### WHAT IS REQUIRED
Using the data below, gather each line that includes the word "giving".

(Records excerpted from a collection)
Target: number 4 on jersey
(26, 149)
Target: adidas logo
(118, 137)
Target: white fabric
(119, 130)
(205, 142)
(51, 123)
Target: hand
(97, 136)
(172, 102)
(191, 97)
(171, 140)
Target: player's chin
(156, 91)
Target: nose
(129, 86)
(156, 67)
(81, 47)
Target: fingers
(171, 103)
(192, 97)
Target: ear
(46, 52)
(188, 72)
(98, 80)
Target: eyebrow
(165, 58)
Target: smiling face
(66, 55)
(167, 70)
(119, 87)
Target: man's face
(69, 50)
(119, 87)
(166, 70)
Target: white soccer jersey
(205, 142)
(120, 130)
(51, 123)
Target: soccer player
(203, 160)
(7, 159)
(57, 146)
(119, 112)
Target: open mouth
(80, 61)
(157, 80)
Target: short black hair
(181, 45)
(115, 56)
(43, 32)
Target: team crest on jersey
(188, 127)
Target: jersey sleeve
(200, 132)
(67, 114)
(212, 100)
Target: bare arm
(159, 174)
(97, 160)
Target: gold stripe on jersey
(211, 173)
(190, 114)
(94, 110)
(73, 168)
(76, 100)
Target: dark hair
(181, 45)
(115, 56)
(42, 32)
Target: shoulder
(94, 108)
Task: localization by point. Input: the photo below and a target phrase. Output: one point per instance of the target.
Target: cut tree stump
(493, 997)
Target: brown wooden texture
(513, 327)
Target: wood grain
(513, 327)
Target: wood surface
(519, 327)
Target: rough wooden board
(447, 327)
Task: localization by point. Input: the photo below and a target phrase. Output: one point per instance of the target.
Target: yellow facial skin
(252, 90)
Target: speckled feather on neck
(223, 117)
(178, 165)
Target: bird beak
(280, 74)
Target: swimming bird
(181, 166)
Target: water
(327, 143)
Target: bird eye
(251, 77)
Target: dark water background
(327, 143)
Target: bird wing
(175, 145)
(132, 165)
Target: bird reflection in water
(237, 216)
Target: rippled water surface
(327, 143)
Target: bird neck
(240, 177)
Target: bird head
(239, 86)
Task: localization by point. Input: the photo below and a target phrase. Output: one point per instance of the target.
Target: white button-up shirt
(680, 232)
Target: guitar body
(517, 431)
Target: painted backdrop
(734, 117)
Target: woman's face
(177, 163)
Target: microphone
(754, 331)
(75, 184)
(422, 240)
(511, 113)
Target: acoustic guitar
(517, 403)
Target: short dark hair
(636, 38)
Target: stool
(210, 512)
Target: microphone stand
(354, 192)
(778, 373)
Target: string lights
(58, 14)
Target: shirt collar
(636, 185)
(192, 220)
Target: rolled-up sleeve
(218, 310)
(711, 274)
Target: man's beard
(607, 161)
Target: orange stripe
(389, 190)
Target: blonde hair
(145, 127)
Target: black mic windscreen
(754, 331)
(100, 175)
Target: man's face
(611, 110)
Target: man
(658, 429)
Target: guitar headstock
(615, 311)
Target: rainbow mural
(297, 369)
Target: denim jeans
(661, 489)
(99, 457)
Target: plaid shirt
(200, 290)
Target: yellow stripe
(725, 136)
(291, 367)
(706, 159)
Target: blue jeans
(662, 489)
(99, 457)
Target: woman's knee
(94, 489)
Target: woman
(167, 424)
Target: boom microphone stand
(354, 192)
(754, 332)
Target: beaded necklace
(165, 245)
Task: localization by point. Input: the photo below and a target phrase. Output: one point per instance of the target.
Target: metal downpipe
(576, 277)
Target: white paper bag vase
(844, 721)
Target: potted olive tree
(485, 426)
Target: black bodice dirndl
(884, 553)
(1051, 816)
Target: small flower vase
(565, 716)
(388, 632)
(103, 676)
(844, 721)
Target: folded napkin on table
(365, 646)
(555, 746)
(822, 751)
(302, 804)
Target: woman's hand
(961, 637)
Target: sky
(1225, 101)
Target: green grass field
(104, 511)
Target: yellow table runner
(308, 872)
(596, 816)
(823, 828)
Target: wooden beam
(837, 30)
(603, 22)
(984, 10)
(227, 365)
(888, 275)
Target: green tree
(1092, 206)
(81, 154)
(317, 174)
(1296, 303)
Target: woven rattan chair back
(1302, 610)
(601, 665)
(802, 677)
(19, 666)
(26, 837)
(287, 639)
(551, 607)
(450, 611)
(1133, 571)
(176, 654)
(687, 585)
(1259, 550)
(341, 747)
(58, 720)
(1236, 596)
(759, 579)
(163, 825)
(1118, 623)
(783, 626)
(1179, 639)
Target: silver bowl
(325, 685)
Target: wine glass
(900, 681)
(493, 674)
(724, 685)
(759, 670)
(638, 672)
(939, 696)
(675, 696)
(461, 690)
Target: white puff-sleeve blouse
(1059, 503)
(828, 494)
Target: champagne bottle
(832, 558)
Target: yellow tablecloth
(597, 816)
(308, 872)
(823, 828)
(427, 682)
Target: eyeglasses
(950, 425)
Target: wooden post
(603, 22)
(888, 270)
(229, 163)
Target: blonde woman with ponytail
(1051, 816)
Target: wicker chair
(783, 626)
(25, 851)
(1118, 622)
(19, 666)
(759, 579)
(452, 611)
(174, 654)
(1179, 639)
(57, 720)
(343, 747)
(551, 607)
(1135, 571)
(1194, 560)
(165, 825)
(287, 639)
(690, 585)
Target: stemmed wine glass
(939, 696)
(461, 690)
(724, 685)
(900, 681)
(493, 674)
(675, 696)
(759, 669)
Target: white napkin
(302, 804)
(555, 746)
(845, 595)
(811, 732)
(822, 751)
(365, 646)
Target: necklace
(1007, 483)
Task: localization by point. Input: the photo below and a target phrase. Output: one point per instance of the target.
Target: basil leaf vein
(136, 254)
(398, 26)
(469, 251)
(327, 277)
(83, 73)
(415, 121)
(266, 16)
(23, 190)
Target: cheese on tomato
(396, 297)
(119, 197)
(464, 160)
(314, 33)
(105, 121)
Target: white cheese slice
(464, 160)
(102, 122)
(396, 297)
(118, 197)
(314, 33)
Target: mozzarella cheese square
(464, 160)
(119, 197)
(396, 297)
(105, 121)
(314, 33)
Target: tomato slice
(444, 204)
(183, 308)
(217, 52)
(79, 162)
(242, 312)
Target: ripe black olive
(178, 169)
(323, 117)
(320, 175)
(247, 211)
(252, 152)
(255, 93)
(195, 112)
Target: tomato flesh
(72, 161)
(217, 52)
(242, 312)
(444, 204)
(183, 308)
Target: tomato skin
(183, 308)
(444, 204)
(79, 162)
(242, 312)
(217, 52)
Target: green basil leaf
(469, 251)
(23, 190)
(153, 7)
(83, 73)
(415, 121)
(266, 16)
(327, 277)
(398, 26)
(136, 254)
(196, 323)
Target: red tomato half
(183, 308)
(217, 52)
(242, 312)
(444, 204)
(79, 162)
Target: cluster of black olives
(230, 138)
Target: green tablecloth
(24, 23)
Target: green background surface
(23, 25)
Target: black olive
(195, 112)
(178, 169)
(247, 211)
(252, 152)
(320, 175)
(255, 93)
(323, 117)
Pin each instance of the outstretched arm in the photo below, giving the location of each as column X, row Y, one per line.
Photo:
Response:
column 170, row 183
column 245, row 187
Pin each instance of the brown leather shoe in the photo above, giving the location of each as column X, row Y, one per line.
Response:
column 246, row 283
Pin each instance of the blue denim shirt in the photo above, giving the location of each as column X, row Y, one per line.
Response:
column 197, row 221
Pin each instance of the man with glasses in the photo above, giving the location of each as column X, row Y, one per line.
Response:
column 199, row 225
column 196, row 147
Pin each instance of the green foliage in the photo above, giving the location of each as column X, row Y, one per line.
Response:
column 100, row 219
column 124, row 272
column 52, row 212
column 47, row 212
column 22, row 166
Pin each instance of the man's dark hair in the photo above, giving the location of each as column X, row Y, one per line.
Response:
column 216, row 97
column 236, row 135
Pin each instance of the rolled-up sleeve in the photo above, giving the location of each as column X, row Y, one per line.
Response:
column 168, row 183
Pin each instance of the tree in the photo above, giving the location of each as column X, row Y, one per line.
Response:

### RESULT OF THIS EXERCISE
Pin each instance of the outstretched arm in the photo below, giving the location of each as column X, row Y, one per line.
Pin each instance of the brown leather shoe in the photo above, giving the location of each as column X, row Y, one per line.
Pin each instance of the blue denim shirt in the photo above, giving the location of each as column X, row Y, one per line.
Pin each instance of the man with glasses in the photo above, giving the location of each as column X, row Y, one per line.
Pin each instance of the green foliage in the photo above, giving the location of each as column X, row Y, one per line.
Pin each instance of the man's dark hair in the photo above, giving the location of each as column X, row Y, one per line.
Pin each instance of the rolled-up sleeve in the photo above, giving the location of each as column X, row Y, one per line.
Pin each instance of the tree in the photo above, giving the location of each as column X, row Y, one per line.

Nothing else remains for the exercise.